What the task requires:
Rewrite the entries below as a numbered list and leave out any blank lines.

════════

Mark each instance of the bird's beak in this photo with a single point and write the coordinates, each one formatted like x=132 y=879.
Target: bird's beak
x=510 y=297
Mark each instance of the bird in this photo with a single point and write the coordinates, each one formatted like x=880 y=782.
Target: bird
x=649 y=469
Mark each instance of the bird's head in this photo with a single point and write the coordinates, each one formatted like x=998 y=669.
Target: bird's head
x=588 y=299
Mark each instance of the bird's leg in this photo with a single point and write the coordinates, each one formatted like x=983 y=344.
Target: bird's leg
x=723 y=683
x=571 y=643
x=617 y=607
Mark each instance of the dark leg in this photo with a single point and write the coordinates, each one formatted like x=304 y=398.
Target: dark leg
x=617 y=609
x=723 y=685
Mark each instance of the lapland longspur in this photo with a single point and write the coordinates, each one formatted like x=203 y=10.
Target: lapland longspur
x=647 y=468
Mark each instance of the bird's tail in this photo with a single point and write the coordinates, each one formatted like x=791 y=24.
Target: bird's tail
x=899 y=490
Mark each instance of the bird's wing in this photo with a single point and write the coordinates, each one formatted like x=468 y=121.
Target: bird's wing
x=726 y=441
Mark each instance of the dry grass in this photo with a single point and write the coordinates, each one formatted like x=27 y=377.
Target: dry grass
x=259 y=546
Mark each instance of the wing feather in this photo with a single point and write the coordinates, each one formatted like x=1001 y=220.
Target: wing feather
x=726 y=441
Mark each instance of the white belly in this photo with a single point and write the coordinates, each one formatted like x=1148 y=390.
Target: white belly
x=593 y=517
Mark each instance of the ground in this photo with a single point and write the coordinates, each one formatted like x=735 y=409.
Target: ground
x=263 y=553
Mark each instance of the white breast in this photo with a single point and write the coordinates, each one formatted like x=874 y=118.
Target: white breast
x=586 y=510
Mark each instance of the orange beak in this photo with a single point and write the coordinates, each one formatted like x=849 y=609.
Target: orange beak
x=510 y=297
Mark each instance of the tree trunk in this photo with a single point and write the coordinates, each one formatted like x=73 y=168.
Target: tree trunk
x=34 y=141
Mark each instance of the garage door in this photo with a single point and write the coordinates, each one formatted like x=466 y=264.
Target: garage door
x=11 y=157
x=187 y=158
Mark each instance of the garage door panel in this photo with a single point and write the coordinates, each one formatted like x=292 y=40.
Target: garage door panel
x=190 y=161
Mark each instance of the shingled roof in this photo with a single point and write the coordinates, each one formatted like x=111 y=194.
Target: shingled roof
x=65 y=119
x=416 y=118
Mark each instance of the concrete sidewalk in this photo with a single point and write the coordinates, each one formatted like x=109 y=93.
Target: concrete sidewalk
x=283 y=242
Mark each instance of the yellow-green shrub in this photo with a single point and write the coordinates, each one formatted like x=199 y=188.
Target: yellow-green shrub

════════

Problem solution:
1. Mark each instance of the bird's beak in this photo with a single point and write the coordinates, each one formatted like x=132 y=879.
2. Target: bird's beak
3. x=510 y=297
4. Mark each instance of the bird in this photo with a single point and write the coordinates, each one formatted like x=880 y=782.
5. Target: bird
6. x=649 y=469
7. Mark each instance of the bird's head in this photo with a single point and write the coordinates, each one formatted like x=998 y=669.
8. Target: bird's head
9. x=588 y=299
10. Mark each instance of the bird's leg in this photo with a single point and write the coordinates, each one formatted like x=983 y=344.
11. Target: bird's leg
12. x=723 y=683
13. x=571 y=643
14. x=617 y=607
15. Mark each instance of the dark leg in this photo with a single point and write the coordinates, each one formatted like x=304 y=398.
16. Target: dark leg
17. x=617 y=609
18. x=723 y=685
19. Mark each instance of the lapland longspur in this photo with a single point and write the coordinates, each one formatted like x=203 y=10.
20. Target: lapland longspur
21. x=647 y=468
22. Mark each instance of the bird's tail in this photo with a single point and write the coordinates, each one formatted like x=791 y=24.
23. Target: bird's tail
24. x=899 y=490
25. Mark each instance of the bird's wing in this photo with a single point and write the coordinates, each one formatted like x=468 y=121.
26. Target: bird's wing
27. x=726 y=441
28. Mark each instance of the dry grass in this photo with a single point and write the coordinates, each one formatted like x=27 y=377.
29. Target: dry grass
30. x=259 y=546
31. Mark each instance of the wing feather in this photo with a single point and write the coordinates, each one formatted like x=1001 y=220.
32. Target: wing feather
33. x=726 y=441
34. Mark each instance of the white belly in this photo with a single point and write the coordinates, each one formatted like x=1148 y=390.
35. Target: white belly
36. x=593 y=517
37. Mark each instance of the ground in this photo with a single point and write the coordinates, each one formatted like x=735 y=409.
38. Target: ground
39. x=263 y=553
40. Mark each instance of the white breast in this photo with a single point and write the coordinates, each one formatted like x=874 y=118.
41. Target: white breast
42. x=586 y=510
43. Mark each instance of the orange beak in this photo with a single point and write the coordinates, each one formatted like x=849 y=609.
44. Target: orange beak
45. x=510 y=297
46. Mark each instance of the tree trunk in this photo with a single point and write the coordinates, each one formatted like x=73 y=168.
47. Target: tree trunk
48. x=34 y=141
49. Mark each instance of the garage door in this photo with a single point and write the coordinates, each one formatted like x=466 y=264.
50. Target: garage door
51. x=11 y=157
52. x=187 y=158
53. Mark each instance of the garage door panel in this photo with a single point and write the coordinates, each one formatted like x=292 y=40.
54. Target: garage door panel
55. x=190 y=161
56. Mark each instance of the shingled roof in this photo with a single point and write the coordinates, each one formatted like x=111 y=194.
57. Target: shingled roof
58. x=65 y=119
59. x=416 y=118
60. Mark each instance of the concrete sidewalk in this photo with a single point and write the coordinates, each one formatted like x=109 y=93.
61. Target: concrete sidewalk
62. x=283 y=242
63. Mark each instance of the yellow-green shrub in this photo with a single point and write the coordinates, each one formatted like x=199 y=188.
64. Target: yellow-green shrub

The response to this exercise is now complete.